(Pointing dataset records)

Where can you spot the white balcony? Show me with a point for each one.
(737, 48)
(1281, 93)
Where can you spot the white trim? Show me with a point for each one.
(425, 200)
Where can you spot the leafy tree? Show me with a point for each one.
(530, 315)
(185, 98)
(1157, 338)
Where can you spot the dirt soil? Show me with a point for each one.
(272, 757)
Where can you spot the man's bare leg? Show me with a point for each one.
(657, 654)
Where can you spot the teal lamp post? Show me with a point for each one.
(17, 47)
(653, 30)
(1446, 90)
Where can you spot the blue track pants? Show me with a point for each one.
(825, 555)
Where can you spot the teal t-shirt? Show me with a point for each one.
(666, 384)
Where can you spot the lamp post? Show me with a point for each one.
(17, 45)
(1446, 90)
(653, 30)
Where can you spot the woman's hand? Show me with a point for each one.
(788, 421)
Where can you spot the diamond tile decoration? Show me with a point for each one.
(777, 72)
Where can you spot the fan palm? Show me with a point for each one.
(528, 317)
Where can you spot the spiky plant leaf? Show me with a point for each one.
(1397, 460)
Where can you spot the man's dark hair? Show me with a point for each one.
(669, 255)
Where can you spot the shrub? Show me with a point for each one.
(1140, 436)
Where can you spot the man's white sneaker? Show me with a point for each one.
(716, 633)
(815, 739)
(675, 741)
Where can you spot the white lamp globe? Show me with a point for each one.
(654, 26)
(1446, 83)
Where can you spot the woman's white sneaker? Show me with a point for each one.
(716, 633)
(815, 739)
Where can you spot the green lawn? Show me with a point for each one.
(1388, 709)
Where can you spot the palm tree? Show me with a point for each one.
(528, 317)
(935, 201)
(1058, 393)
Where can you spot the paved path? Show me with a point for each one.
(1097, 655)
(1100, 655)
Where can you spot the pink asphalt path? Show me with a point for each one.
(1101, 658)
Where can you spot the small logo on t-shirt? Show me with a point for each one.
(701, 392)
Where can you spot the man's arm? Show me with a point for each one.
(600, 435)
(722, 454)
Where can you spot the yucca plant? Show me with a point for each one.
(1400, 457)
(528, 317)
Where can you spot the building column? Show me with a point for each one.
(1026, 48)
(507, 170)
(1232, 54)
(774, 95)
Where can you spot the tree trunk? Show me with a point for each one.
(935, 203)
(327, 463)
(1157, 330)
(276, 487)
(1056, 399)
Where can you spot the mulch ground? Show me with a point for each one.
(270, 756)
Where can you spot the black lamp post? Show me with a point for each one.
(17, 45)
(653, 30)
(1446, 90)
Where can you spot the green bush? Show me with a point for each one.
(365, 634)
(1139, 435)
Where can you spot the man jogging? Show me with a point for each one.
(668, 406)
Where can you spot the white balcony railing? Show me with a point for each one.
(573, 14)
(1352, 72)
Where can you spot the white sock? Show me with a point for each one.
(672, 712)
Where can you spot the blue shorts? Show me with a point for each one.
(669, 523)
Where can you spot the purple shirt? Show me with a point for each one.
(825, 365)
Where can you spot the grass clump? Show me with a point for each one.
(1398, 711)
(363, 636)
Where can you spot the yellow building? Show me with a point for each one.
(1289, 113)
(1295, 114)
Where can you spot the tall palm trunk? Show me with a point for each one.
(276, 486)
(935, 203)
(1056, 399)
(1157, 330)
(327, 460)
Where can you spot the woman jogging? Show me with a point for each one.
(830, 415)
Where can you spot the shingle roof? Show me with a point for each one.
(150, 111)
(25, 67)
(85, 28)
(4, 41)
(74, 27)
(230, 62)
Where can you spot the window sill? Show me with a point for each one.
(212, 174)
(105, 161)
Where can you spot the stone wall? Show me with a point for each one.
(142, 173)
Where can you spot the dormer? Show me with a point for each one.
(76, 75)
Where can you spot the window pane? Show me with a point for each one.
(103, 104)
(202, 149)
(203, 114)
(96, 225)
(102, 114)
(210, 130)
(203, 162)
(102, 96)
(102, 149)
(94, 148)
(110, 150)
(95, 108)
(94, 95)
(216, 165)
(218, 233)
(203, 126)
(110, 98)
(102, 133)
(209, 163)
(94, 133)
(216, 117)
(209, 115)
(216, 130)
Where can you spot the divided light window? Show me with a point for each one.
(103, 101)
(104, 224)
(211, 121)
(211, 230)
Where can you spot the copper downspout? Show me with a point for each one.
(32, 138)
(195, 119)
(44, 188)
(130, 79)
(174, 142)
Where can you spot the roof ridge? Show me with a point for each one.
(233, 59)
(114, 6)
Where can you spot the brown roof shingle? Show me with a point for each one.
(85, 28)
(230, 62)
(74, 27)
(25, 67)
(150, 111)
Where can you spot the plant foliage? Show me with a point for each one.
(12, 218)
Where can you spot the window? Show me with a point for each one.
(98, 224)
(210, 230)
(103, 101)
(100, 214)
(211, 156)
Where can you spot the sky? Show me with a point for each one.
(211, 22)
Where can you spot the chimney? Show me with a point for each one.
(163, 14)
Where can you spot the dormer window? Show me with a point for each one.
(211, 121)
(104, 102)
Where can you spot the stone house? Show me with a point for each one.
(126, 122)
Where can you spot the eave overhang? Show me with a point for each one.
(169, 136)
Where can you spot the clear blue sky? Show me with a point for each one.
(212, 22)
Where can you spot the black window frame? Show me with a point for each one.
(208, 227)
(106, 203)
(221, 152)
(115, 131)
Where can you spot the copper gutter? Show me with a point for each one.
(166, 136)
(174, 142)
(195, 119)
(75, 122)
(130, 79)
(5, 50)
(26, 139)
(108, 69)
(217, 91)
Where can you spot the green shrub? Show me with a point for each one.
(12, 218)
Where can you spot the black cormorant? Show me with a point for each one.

Problem statement » Give all of the entries again, word for word.

Exercise response »
Where can you spot the white balcony? Show me with a point for each one.
(737, 48)
(1281, 93)
Where can you spot the white trim? Show me with a point for each one.
(425, 200)
Where can you spot the leafy tree? Show me with a point for each one.
(530, 315)
(185, 98)
(1157, 338)
Where can you spot the dirt soil? Show me with a point for each one.
(272, 757)
Where can you spot the man's bare leg? Show me with a point for each one.
(657, 654)
Where can you spot the teal lamp post? Show me with a point for each one.
(17, 47)
(653, 30)
(1446, 90)
Where can you spot the blue track pants? Show me with a point for each one.
(825, 555)
Where can you spot the teal t-shirt? Show me with a point for each one.
(666, 384)
Where can you spot the lamp post? Show me with a point for each one.
(17, 45)
(1446, 90)
(653, 30)
Where can you spot the woman's hand? Show me with a point for each one.
(788, 421)
Where can you spot the diamond tile decoration? Show me with a point for each one.
(777, 72)
Where can you spot the fan palm? Show me with a point for each one.
(528, 317)
Where can you spot the spiky plant leaf? Show me with a point for each one.
(1397, 460)
Where can you spot the man's dark hair? Show me with a point for each one.
(669, 255)
Where can you spot the shrub? Show me with a point for each one.
(1140, 436)
Where can you spot the man's white sneaker? Show me with a point for each one.
(716, 633)
(815, 739)
(675, 741)
Where can you spot the white lamp globe? Show me with a point for each one.
(654, 26)
(1446, 83)
Where can you spot the woman's white sneaker? Show me with a point for each one.
(716, 633)
(815, 739)
Where can you spot the green lawn? Show me with a point for each one.
(1388, 709)
Where can you spot the palm tree? Show me with a point for each one.
(528, 317)
(935, 201)
(1058, 393)
Where can you spot the paved path? Show me with a point for each one.
(1097, 655)
(1100, 655)
Where can you spot the pink asphalt path? Show me with a point for each one.
(1101, 658)
Where can you spot the small logo on t-shirt? Show me with a point for each one.
(701, 392)
Where can you spot the man's arm? Show me with a point for each one.
(600, 435)
(722, 454)
Where can you spot the yucca plant? Show me with a point for each one.
(1400, 457)
(528, 317)
Where can you spot the building column? Show me with a point for each one.
(1026, 48)
(507, 170)
(1232, 54)
(774, 95)
Where can you spot the tree trunk? Show me with a point for each one.
(935, 203)
(327, 463)
(1157, 330)
(276, 487)
(1056, 399)
Where can you spot the mulch ground? Show me with a point for each one.
(270, 756)
Where can you spot the black lamp post? Show me with a point for each one.
(17, 45)
(653, 30)
(1446, 90)
Where can you spot the green bush? Show me with a point for each one.
(365, 634)
(1139, 435)
Where can you spot the man jogging? Show me with a point for each one.
(668, 406)
Where can you spot the white balcony railing? Show me with a point for each one.
(573, 14)
(1352, 72)
Where can you spot the white sock? Show me with a point for each one.
(672, 712)
Where can you spot the blue shorts? Show me with a point for each one.
(669, 523)
Where can you spot the purple shirt? Show me with a point for each one.
(825, 365)
Where can you spot the grass clump? Show me with a point for each one.
(1398, 711)
(363, 636)
Where can you spot the yellow building? Show me with a point for each one.
(1289, 113)
(1295, 114)
Where can you spot the tall palm trunk? Show me with a point for each one.
(276, 486)
(935, 203)
(1056, 399)
(1157, 330)
(327, 460)
Where can you spot the woman jogging? Show me with a point for each one.
(830, 415)
Where can you spot the shingle roof? Show me with a point for each one.
(150, 111)
(25, 67)
(85, 28)
(4, 41)
(74, 27)
(230, 62)
Where can you spot the window sill? Show me with a point for each one.
(212, 174)
(105, 161)
Where can you spot the stone wall? Show me with a point for each one.
(142, 173)
Where can you spot the dormer? Show me with a point for each one.
(76, 75)
Where can you spot the window pane? Show me with a point for each one.
(103, 104)
(202, 149)
(203, 114)
(96, 225)
(102, 114)
(210, 130)
(203, 162)
(102, 96)
(102, 149)
(94, 148)
(110, 150)
(95, 108)
(94, 95)
(216, 165)
(218, 233)
(203, 126)
(110, 98)
(102, 133)
(209, 163)
(94, 133)
(216, 117)
(209, 115)
(216, 130)
Where can you spot the divided light window? Show me with a point for each one.
(103, 101)
(104, 224)
(211, 121)
(211, 230)
Where can you spot the copper downspout? Show me with a point for each one.
(32, 138)
(195, 119)
(44, 188)
(130, 79)
(174, 142)
Where can you spot the roof ridge? Show me with a point for each one.
(233, 59)
(114, 6)
Where can you spot the brown roof shingle? Show me with a point for each one.
(85, 28)
(230, 62)
(74, 27)
(25, 67)
(150, 111)
Where can you spot the plant foliage? Show me with a point for each one.
(12, 218)
Where can you spot the window? Show me with a point for each one.
(98, 224)
(210, 230)
(103, 101)
(100, 214)
(211, 156)
Where can you spot the sky? Show me with a point for each one.
(211, 22)
Where can you spot the chimney? Show me with a point for each one.
(163, 14)
Where can you spot the dormer window? Show me with a point for each one.
(211, 121)
(104, 102)
Where can you spot the stone house? Show me with a point for each one.
(126, 122)
Where can you spot the eave overhang? Show me with a point for each one.
(169, 136)
Where can you spot the clear blue sky? Show me with a point for each one.
(212, 22)
Where can you spot the black window frame? Show me with a point for each one.
(208, 227)
(106, 203)
(221, 152)
(115, 131)
Where can you spot the copper gutter? Show me with a point for each one.
(166, 136)
(174, 142)
(195, 119)
(75, 122)
(130, 79)
(5, 50)
(26, 139)
(108, 69)
(217, 91)
Where can you spot the green shrub? Show me with a point for each one.
(12, 218)
Where can you spot the black cormorant? Show me with a point for each one.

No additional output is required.